Also, the latest U.S. inflation numbers were slightly higher but still in line with expectations. In addition, Europe was on track for a weak close, further damaging sentiment on Wall Street as data showed Spanish banks are relying heavily on funding from the European Central Bank.
At last check, the Dow Jones Industrial Average was falling 102 points, or 0.8%, at 12,885. The S&P 500 was down 13 points, or 0.9%, at 1375, led lower by banking sector losses after their strong run through the first quarter and intraday weakness in Spanish banks such as Banco Santander(STD_), down 4%. Energy and materials were also among the biggest losers.
The Nasdaq was falling 37 points, or 1.2%, at 3019, as heavyweight Apple (AAPL_) lost more than 2%.


Stocks soared Thursday as optimism about China and stimulus-friendly commentary from Federal Reserve officials revived the risk-on trade. Factor in Wednesday's move higher, and it was the Dow's best two-day performance on both a point and percentage basis since Dec. 21.
China's first-quarter gross domestic product slowed to 8.1% from 8.9% in the prior quarter. That was a big miss on the 9% figure traders were passing around Thursday and put a damper on hopes that the report would offset concerns over signs of a slowing U.S. economic recovery and the stresses in Europe.
The slowdown was attributed to weakness in export growth and the construction sector, while investment and domestic consumption supported growth.

### Stated exercise:
Please reproduce the market report starting with "Also, the latest" and going on through "European Central Bank.". The data comes from a different source than the market report.

### Collected data:

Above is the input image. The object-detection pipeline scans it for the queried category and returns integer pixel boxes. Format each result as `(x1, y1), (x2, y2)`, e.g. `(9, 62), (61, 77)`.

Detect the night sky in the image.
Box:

### The solution:
Also, the latest U.S. inflation numbers were slightly higher but still in line with expectations. In addition, Europe was on track for a weak close, further damaging sentiment on Wall Street as data showed Spanish banks are relying heavily on funding from the European Central Bank.